PROBLEM DETAILS:
Reproduce verbatim every line from the one that includes "Thank you for the photo. Could you pin the windshield" to the closing line of the entries; omit everything before it.

RECORD SET:
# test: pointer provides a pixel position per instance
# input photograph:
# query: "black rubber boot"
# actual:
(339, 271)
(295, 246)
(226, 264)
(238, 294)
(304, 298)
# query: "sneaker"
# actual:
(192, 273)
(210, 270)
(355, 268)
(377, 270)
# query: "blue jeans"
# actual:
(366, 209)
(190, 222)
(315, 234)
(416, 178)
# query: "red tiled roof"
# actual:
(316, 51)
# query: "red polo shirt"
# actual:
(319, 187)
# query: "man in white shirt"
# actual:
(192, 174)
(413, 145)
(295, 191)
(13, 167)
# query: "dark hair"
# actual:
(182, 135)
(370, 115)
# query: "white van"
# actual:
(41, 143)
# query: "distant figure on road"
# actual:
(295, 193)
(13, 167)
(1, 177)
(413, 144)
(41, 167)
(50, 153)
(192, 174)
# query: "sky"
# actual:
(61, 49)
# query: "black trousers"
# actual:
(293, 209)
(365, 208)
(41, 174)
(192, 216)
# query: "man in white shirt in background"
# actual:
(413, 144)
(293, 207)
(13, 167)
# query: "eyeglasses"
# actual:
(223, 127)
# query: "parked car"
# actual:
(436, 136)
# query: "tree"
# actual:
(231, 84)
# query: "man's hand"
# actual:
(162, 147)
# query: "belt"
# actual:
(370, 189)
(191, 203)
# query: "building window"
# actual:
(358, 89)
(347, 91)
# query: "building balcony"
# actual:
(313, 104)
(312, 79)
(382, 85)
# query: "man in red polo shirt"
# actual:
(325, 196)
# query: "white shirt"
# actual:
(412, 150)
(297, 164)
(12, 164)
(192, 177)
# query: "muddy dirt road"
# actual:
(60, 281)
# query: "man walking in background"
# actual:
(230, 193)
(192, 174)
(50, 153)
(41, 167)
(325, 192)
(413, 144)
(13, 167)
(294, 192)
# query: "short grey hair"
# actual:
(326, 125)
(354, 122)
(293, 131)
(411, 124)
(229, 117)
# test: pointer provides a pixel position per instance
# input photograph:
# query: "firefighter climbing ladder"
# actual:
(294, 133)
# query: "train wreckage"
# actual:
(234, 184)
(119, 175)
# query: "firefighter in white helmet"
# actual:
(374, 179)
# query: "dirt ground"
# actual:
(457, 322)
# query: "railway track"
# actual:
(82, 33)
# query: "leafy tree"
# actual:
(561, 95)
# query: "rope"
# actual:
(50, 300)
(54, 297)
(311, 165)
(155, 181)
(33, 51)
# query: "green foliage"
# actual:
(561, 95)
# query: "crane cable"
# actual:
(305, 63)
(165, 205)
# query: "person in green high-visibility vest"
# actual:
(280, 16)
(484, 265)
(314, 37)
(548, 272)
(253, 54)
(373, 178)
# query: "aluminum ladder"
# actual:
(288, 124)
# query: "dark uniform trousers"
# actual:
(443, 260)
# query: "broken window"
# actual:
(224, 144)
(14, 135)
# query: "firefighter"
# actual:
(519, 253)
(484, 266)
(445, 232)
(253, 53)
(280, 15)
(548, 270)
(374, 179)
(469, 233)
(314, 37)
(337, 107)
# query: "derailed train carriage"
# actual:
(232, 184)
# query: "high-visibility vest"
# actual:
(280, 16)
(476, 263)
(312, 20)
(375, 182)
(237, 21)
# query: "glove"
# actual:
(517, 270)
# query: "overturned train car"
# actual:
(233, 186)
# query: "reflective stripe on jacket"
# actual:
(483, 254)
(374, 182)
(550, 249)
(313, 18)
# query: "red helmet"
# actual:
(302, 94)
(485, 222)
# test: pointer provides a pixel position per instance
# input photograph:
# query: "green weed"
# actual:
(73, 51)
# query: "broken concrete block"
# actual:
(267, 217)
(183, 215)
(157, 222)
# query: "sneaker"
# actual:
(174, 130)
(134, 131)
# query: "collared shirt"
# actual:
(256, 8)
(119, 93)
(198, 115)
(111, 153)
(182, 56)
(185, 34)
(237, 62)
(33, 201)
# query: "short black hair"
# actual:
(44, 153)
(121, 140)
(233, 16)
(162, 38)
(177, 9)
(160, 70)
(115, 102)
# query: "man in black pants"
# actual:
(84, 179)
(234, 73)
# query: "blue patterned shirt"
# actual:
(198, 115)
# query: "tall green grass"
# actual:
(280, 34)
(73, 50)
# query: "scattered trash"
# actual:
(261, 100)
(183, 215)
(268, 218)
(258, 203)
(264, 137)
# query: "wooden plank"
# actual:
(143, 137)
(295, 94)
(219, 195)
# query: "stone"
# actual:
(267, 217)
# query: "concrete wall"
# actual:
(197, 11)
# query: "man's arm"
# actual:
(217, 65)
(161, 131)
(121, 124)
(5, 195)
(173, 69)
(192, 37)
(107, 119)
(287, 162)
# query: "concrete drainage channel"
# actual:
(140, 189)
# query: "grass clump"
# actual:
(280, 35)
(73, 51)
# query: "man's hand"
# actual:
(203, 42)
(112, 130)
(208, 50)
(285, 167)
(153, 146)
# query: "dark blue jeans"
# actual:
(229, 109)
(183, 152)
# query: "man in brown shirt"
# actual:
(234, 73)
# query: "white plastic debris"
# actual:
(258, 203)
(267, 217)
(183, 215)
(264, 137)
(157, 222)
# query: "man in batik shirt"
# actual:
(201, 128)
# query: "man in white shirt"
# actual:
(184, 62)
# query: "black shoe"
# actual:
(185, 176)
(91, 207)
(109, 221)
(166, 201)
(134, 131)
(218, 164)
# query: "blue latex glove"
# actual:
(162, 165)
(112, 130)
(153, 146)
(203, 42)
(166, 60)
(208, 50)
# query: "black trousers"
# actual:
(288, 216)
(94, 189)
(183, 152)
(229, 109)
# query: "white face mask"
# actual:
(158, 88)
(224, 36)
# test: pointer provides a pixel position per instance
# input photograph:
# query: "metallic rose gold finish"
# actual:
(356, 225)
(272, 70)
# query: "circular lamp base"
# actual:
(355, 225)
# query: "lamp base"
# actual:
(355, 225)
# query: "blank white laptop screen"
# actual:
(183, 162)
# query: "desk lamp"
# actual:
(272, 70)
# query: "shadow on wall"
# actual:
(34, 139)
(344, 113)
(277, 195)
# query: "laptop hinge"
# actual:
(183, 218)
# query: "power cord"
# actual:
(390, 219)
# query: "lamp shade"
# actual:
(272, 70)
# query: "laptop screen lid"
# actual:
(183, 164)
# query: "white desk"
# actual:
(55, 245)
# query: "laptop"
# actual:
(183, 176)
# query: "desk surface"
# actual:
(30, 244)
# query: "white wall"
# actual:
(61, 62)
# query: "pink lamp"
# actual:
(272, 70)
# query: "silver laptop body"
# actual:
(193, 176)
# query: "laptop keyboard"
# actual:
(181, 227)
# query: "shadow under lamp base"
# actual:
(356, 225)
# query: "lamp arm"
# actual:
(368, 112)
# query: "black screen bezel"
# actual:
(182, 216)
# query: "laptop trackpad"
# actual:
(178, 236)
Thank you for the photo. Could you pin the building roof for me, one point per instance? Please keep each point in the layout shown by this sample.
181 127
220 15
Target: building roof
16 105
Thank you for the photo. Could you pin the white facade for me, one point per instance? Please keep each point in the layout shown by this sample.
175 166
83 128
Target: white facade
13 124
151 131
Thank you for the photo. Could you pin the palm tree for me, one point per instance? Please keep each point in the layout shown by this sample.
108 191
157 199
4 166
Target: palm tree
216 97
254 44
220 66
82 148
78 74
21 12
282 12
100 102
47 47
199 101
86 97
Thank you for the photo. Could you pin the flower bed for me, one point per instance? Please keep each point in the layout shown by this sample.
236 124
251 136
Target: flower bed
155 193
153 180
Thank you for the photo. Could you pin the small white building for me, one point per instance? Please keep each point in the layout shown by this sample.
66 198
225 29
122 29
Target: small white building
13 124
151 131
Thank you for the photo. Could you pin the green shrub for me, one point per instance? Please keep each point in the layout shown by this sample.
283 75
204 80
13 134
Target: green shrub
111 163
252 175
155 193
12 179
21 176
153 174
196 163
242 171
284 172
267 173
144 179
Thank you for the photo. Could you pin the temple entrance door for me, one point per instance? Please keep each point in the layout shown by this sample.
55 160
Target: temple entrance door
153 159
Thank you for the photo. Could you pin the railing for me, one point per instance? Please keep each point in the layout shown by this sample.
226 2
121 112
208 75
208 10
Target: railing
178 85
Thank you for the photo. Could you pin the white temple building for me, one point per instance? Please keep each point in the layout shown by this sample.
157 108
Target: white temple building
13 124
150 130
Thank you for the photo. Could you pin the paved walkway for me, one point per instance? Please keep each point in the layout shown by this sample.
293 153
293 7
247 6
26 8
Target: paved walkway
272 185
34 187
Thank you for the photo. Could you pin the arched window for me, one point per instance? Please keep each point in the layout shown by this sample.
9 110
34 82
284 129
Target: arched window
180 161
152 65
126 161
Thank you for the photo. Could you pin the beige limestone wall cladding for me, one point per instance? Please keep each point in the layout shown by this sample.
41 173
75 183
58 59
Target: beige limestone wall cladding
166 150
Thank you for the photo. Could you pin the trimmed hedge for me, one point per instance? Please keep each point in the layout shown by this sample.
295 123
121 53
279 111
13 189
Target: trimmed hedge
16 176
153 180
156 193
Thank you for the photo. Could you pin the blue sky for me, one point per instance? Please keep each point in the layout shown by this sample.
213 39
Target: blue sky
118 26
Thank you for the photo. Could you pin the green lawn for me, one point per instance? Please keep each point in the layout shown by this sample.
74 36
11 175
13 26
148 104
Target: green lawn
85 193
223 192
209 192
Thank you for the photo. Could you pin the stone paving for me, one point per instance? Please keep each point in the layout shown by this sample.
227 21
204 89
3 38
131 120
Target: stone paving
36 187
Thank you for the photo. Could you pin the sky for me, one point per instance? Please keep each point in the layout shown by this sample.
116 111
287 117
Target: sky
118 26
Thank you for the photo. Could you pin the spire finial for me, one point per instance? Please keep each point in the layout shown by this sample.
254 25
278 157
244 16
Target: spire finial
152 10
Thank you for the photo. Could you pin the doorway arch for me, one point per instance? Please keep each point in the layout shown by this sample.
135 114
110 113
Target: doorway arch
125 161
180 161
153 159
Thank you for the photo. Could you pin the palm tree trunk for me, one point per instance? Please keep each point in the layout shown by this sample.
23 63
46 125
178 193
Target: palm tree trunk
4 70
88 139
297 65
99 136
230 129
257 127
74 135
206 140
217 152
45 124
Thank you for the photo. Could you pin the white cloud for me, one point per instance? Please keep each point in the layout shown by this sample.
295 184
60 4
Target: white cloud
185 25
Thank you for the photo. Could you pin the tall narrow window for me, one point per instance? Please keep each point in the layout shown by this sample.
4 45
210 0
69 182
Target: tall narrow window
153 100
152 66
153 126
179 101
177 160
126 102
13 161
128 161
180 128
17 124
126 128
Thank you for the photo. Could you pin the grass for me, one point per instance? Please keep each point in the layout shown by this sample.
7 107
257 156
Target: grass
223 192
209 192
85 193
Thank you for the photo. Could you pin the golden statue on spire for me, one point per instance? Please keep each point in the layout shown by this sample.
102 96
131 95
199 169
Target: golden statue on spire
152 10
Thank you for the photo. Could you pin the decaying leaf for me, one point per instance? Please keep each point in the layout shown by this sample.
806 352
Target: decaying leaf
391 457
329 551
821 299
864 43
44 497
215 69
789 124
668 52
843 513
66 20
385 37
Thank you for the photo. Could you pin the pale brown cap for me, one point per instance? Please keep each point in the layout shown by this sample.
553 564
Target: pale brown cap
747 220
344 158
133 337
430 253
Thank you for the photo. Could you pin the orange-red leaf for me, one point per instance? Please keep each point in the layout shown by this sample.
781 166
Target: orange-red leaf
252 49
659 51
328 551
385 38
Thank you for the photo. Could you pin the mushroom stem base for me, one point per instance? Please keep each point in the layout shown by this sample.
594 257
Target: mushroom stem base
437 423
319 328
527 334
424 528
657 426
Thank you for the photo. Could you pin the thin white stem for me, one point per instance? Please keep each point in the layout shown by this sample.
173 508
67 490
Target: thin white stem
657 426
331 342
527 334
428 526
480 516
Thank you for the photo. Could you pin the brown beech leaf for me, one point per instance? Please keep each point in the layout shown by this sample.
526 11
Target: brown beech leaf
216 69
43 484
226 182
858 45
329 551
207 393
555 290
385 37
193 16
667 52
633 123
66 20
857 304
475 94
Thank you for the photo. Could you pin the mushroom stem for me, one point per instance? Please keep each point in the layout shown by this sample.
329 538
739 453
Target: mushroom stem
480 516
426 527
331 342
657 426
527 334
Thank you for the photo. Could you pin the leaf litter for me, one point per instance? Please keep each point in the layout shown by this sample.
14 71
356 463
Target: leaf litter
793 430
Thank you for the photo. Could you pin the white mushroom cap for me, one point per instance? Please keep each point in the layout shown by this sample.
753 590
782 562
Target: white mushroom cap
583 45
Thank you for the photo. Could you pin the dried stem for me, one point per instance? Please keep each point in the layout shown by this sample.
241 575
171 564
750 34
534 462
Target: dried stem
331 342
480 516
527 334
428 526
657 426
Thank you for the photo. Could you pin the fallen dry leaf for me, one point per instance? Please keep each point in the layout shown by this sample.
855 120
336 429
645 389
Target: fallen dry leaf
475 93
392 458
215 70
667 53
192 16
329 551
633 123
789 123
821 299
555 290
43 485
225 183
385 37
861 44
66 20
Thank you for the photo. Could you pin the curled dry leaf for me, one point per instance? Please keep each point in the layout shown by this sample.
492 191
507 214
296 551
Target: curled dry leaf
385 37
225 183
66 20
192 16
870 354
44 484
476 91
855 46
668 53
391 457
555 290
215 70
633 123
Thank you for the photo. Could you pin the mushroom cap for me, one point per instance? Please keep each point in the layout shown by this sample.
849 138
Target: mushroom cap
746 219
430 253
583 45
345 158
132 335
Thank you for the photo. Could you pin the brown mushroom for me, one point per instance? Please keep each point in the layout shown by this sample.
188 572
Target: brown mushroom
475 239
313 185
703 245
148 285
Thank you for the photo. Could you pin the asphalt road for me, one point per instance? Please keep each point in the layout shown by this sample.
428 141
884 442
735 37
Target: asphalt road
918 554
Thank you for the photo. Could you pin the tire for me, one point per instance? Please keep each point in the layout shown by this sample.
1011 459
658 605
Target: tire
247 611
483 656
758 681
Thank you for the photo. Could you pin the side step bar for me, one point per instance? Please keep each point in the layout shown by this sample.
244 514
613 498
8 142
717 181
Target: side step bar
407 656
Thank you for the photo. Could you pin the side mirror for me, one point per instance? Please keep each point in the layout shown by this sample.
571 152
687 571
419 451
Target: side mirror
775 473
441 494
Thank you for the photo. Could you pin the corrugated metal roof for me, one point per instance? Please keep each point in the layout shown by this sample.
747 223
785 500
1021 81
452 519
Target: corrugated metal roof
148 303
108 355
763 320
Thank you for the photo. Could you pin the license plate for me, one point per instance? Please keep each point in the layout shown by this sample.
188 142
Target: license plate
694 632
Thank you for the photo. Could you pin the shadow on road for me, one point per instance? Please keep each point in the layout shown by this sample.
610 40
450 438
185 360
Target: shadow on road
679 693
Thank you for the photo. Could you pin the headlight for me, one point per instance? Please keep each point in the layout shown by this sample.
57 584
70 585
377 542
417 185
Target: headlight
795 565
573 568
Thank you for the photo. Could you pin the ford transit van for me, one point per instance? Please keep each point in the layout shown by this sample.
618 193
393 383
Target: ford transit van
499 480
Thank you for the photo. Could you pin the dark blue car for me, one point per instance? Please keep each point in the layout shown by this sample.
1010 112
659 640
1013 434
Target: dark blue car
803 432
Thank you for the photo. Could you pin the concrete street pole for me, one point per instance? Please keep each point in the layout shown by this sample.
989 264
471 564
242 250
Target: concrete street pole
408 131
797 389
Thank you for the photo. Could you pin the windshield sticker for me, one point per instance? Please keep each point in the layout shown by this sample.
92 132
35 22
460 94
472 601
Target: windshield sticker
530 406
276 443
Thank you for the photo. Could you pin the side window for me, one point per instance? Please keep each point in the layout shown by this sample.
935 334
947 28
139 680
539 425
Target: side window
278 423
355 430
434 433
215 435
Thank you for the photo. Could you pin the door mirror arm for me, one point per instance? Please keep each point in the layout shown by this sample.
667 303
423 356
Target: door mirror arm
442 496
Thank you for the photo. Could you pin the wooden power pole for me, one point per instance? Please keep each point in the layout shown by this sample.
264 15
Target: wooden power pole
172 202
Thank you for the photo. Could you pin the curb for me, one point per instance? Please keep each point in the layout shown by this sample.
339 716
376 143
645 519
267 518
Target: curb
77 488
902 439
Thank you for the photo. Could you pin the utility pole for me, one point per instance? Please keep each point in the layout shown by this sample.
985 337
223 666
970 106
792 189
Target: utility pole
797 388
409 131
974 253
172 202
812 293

OUTPUT BELOW:
Thank you for the photo. Could you pin the windshield sticker for me, one point per instance? Please keep each point in the layout shown by this sample.
92 132
35 22
460 94
472 601
Target: windshield sticker
530 406
276 443
Thank you for the photo. Could you pin the side window for me, one point per instance? Please keep each point in the layout shown by this sample.
935 334
947 28
139 680
539 425
Target: side window
278 423
355 430
434 433
215 435
Thank you for the photo. Could you pin the door mirror arm for me, one point per instance? Please keep each point in the layout shown by this sample.
667 303
423 356
Target: door mirror arm
442 496
Thank you for the photo. Could you pin the wooden power pole for me, one point per instance? Please keep each point in the layout shown by this sample.
264 15
Target: wooden power pole
172 202
Thank you for the photo. Could you pin the curb for me, one point per instance? Please keep each point in the layout shown by this sample.
339 716
376 143
645 519
267 518
Target: curb
77 488
902 439
Thank you for the photo. Could you pin the utility pole for me, one point per instance? Please keep each point in the layout shown by this sample.
985 337
223 666
970 106
792 189
Target: utility pole
797 388
409 131
974 253
172 202
812 293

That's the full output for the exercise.